Stored items:
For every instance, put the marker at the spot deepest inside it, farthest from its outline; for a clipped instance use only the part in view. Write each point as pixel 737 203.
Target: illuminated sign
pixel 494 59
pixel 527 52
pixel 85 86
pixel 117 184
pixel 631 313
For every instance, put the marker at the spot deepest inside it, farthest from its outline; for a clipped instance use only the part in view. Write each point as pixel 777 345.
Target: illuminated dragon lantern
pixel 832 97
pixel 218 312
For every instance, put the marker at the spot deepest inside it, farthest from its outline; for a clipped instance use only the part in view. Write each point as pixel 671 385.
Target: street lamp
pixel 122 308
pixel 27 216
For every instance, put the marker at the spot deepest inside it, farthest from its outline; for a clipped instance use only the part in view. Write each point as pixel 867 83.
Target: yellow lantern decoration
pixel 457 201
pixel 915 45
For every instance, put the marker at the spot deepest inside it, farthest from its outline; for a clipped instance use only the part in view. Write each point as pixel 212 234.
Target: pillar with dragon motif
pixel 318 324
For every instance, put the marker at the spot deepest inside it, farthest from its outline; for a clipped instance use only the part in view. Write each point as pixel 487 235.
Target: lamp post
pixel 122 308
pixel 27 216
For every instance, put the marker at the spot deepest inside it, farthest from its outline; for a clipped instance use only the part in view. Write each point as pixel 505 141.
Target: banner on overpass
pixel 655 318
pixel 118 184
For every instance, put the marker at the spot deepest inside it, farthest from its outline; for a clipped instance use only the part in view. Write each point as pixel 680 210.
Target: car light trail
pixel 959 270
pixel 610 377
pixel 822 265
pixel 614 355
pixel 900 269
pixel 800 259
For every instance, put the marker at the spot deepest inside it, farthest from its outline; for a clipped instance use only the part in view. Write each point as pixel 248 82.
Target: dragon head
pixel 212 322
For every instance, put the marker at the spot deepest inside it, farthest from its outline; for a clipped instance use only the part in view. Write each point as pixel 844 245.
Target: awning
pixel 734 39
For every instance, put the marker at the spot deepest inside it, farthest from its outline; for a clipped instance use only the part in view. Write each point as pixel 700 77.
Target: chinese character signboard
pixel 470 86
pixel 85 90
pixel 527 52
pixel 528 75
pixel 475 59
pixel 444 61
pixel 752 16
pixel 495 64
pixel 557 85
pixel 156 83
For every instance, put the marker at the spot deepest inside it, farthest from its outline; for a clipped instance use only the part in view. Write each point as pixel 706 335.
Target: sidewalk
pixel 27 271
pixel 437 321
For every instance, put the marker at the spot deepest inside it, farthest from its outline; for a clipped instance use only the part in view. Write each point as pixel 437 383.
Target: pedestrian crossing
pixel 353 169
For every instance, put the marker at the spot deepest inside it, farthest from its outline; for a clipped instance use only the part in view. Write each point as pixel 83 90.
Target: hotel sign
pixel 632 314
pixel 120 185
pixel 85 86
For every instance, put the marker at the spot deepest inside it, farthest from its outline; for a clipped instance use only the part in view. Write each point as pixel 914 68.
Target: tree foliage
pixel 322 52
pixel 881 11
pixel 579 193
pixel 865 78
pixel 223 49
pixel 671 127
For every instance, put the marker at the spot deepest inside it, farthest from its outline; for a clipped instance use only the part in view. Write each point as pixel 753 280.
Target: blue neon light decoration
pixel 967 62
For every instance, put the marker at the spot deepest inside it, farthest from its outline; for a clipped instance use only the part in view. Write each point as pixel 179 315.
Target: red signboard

* Description of the task: Starting with the first line of the entries, transcribe every line up to and including the one with "pixel 777 345.".

* Task result:
For every instance, put the marker at the spot deepest inside it, farthest from its outline; for a clipped instance use only the part in view. Write each point as pixel 737 203.
Target: illuminated sign
pixel 494 59
pixel 527 52
pixel 85 86
pixel 117 184
pixel 631 313
For every instance, put the marker at the spot deepest inside it, farthest from its outline; for a clipped instance use only the part in view. Write each point as pixel 777 345.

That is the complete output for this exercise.